◆ **Task objective**:
Collect each line in the entries below that contains the string "water", treating the match as case-sensitive.

[Image location labeling entries]
-- Start --
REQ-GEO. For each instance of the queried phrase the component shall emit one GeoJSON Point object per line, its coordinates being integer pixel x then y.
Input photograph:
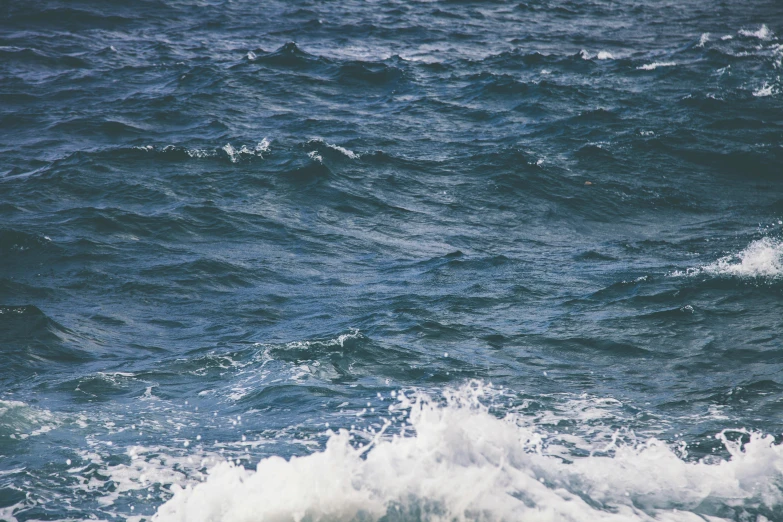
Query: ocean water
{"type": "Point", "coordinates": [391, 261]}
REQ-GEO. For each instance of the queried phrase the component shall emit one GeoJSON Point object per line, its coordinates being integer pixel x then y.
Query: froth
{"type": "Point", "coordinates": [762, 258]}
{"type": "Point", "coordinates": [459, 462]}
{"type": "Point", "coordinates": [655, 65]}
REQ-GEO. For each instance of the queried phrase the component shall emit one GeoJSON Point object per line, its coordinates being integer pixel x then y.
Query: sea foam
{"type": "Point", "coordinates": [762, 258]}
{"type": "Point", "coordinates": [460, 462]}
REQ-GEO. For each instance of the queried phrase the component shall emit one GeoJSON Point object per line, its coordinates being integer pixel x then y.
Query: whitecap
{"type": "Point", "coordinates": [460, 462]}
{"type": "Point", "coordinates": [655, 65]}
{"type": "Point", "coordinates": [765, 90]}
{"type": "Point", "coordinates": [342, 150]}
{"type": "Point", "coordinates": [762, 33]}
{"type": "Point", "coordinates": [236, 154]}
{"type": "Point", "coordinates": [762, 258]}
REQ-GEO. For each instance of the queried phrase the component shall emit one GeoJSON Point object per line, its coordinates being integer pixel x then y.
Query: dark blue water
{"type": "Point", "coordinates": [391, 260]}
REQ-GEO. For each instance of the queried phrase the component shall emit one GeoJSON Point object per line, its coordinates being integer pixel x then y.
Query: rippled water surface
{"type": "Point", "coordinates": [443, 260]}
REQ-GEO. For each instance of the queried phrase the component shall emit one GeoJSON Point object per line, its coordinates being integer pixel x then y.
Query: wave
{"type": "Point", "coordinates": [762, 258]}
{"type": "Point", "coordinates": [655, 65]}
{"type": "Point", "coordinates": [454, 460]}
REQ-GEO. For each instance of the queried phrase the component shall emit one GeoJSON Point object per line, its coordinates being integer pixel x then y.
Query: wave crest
-- End --
◆ **Solution to this exercise**:
Query: ocean water
Query: dark blue water
Query: rippled water surface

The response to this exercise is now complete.